Data lines »
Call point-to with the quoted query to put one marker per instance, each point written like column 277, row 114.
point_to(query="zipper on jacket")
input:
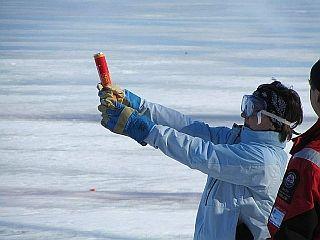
column 210, row 191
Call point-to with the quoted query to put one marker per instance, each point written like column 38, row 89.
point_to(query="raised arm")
column 238, row 164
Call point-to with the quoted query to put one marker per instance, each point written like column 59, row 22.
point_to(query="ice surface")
column 198, row 57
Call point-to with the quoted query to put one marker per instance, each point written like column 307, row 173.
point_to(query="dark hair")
column 315, row 76
column 283, row 102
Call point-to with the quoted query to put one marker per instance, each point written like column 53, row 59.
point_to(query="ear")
column 318, row 97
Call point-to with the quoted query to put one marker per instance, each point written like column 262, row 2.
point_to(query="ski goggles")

Your goal »
Update all of the entries above by replacing "marker" with "pin" and leaving everything else unchanged. Omit the pictures from your answer.

Answer to the problem »
Call point-to with the quoted query to put one pin per instance, each point written like column 277, row 114.
point_to(query="zipper on jacket")
input:
column 210, row 191
Call point-to with the quoted query to put one pin per instance, each point written like column 38, row 89.
point_to(query="raised arm")
column 238, row 164
Call point-to with the quoted query to put one pin per instance, each point written like column 59, row 22.
point_to(query="ice surface")
column 198, row 57
Call point-to with the quoted query to put one pin per instance, each point written like column 307, row 173.
point_to(query="dark hair")
column 315, row 76
column 283, row 102
Call point-to with the quoted query to put one pin per instance, each point written like column 53, row 59.
point_to(query="ear")
column 318, row 97
Call point-to with the quoted query to put one pin per instance, each point written like column 262, row 2.
point_to(query="ski goggles")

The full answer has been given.